Give back exactly the lines running from the line with "Reviewer note: verify that each instance of the nike" to the end of the entries, and only those lines.

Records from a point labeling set
- - - - -

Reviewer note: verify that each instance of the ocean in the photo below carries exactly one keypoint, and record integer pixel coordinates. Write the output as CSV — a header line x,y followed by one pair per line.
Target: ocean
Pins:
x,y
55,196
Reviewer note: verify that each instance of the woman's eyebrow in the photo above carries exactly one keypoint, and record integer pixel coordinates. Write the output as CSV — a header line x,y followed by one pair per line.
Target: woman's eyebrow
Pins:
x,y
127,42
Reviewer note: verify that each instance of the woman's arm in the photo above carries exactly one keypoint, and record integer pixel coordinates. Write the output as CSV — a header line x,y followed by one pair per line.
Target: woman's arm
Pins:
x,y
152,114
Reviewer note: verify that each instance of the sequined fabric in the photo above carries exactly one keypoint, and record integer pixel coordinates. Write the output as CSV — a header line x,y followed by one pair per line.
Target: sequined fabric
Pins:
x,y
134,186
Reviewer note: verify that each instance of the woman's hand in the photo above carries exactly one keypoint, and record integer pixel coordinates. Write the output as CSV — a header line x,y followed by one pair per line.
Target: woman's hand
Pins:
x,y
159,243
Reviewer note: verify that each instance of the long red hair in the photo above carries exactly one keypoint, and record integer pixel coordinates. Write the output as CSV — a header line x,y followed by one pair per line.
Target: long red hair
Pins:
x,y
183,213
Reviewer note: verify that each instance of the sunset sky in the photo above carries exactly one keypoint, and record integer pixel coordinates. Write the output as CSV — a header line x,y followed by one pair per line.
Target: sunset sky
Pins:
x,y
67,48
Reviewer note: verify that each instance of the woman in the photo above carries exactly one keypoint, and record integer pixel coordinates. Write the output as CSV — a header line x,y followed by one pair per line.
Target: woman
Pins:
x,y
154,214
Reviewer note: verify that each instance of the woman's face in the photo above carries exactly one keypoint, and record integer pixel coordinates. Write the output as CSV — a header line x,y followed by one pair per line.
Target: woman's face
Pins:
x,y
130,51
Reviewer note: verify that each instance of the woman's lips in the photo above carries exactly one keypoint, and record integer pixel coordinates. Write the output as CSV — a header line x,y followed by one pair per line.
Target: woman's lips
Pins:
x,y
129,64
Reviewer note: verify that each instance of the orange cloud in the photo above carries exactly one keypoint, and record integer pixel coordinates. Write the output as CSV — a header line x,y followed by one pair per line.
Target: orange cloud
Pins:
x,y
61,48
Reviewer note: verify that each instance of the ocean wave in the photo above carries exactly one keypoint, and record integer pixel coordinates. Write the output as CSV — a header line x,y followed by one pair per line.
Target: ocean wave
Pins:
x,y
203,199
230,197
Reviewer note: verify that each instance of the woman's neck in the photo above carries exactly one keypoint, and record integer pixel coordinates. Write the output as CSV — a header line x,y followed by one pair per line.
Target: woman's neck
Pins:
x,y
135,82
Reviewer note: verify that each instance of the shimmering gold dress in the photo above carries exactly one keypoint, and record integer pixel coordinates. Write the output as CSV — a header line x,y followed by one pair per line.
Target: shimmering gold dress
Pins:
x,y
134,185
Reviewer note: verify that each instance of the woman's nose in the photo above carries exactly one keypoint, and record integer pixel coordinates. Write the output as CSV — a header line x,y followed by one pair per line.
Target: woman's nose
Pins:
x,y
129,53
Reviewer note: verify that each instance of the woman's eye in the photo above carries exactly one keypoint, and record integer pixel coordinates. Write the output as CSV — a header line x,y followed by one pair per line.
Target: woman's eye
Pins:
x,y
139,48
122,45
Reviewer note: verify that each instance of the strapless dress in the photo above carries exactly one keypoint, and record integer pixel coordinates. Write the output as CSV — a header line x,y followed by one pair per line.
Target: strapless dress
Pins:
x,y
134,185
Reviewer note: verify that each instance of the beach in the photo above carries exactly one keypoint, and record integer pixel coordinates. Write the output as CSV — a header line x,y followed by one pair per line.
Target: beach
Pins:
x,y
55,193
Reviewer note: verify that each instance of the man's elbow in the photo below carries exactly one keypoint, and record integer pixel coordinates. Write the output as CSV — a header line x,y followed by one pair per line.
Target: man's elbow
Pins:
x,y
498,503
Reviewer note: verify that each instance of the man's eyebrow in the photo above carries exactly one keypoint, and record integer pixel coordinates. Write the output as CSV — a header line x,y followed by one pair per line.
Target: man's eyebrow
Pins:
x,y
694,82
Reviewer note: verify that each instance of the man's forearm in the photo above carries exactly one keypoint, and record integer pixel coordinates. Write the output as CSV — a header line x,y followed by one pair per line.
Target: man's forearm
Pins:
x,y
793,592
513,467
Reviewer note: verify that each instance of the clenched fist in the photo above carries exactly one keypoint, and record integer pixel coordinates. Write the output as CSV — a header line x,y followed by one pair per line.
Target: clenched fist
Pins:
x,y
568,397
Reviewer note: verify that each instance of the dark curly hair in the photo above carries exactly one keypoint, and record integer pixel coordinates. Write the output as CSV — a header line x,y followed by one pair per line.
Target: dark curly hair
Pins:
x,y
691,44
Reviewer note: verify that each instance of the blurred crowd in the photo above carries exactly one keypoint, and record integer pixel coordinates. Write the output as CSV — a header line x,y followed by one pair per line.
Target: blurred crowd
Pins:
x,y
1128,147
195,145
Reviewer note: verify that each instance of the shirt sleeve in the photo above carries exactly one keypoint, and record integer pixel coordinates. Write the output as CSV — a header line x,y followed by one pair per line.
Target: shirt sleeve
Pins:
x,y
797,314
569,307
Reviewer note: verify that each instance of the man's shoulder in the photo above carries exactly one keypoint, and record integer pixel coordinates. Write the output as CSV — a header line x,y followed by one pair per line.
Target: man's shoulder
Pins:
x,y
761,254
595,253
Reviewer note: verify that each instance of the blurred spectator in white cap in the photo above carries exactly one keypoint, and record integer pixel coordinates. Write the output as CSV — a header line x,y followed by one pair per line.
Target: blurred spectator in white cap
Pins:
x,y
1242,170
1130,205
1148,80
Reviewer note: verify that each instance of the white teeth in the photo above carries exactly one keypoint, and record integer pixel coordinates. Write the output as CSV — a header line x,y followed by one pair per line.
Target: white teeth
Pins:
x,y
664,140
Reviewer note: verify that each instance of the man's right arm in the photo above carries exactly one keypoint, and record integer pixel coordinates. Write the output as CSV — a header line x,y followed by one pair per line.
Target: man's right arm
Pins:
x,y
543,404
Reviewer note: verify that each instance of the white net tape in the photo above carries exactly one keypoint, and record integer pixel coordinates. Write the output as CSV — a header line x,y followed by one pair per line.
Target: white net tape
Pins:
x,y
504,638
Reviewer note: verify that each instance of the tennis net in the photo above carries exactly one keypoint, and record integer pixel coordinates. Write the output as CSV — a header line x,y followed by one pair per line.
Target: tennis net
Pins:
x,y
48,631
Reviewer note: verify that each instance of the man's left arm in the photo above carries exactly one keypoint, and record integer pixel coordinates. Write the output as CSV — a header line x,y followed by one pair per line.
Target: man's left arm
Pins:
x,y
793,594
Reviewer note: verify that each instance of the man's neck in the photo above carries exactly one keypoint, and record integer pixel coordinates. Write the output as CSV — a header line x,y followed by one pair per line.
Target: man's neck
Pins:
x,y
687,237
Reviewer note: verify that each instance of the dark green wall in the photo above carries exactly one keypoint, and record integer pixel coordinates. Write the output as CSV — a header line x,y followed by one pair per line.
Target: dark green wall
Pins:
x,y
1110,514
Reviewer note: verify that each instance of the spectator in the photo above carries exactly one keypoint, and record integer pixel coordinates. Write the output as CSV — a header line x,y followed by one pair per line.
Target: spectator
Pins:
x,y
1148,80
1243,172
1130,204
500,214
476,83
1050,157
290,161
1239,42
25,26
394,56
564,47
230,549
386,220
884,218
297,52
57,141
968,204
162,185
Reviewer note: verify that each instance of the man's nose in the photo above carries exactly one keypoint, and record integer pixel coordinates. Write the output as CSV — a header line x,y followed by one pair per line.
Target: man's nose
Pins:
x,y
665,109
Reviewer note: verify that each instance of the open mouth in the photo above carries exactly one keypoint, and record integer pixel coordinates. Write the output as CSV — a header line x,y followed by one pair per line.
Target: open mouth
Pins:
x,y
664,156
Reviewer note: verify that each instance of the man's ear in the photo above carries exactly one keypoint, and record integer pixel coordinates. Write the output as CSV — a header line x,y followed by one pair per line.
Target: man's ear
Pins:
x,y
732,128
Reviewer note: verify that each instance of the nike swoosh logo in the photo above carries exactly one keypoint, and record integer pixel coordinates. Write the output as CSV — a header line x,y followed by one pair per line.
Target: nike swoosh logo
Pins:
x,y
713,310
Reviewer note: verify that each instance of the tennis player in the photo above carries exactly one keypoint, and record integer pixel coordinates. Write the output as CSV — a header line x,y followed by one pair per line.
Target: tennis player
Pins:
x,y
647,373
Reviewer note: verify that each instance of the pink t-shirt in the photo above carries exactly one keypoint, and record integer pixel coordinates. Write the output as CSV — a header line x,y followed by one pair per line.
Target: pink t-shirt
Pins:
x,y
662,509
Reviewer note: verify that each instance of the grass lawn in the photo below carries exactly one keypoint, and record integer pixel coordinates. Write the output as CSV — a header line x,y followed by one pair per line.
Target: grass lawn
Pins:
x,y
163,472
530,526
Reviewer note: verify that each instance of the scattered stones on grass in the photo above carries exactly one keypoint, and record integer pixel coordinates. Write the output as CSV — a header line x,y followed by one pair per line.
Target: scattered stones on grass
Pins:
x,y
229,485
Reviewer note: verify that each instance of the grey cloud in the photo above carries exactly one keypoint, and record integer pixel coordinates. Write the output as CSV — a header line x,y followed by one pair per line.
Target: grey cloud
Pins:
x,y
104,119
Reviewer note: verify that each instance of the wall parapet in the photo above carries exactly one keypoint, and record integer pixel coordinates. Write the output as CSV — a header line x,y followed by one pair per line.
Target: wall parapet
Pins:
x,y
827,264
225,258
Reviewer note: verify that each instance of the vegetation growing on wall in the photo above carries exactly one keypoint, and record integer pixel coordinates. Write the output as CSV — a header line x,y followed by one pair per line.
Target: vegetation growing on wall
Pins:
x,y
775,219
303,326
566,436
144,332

- - - - -

OUTPUT
Reviewer note: verify that each instance of the nike swoosh logo in the photo above carries exactly one keypoint, and record integer pixel coordinates. Write the output as CSV — a header line x,y followed by one pair per line.
Target: nike swoosh logo
Pins:
x,y
713,310
Reviewer note: verify that each instance of the tennis player in the photo above carries exactly one keypoint, and record integer pixel coordinates. Write the output as CSV — a header line x,y followed by one pair per line.
Target: tennis player
Pins:
x,y
647,373
Reviewer note: verify that each instance of the pink t-shirt in the photo above carries exactly one keypoint, and record integer pixel coordinates. Write the output as CSV — a header line x,y followed by one pair per line.
Target: pink t-shirt
Pins:
x,y
662,509
Reviewer note: verify that each instance of the grass lawn in the photo below carries exactly one keypoint, and record integer pixel coordinates. Write the output as CSV — a header line x,y followed by one pair per line.
Target: grass lawn
Pins:
x,y
163,472
530,526
Reviewer note: verify that each instance of the scattered stones on grass in the photo above carries exactly one keypoint, and record integer pixel coordinates. Write the output as CSV — a header line x,y followed by one pair per line.
Target: scattered stones on grass
Pins:
x,y
229,485
Reviewer note: verify that each instance of the grey cloud in the photo above carries exactly one keypoint, and record integer pixel coordinates. Write the output as CSV — a header line x,y followed by one pair per line.
Target: grey cloud
Pins:
x,y
104,119
Reviewer note: verify that each instance of the wall parapet in the photo above carries exactly one keypoint, and record integer pixel coordinates. Write the output as CSV — a header line x,y followed by one pair per line.
Target: wall parapet
Pins:
x,y
827,264
225,258
Reviewer note: verify that each instance of the vegetation growing on wall in the photo above carries exactly one keypoint, and record integer pixel coordinates. Write the output as CSV — a header line x,y followed by one pair per line.
Target: vegetation growing on wall
Pins:
x,y
775,219
303,326
566,436
144,332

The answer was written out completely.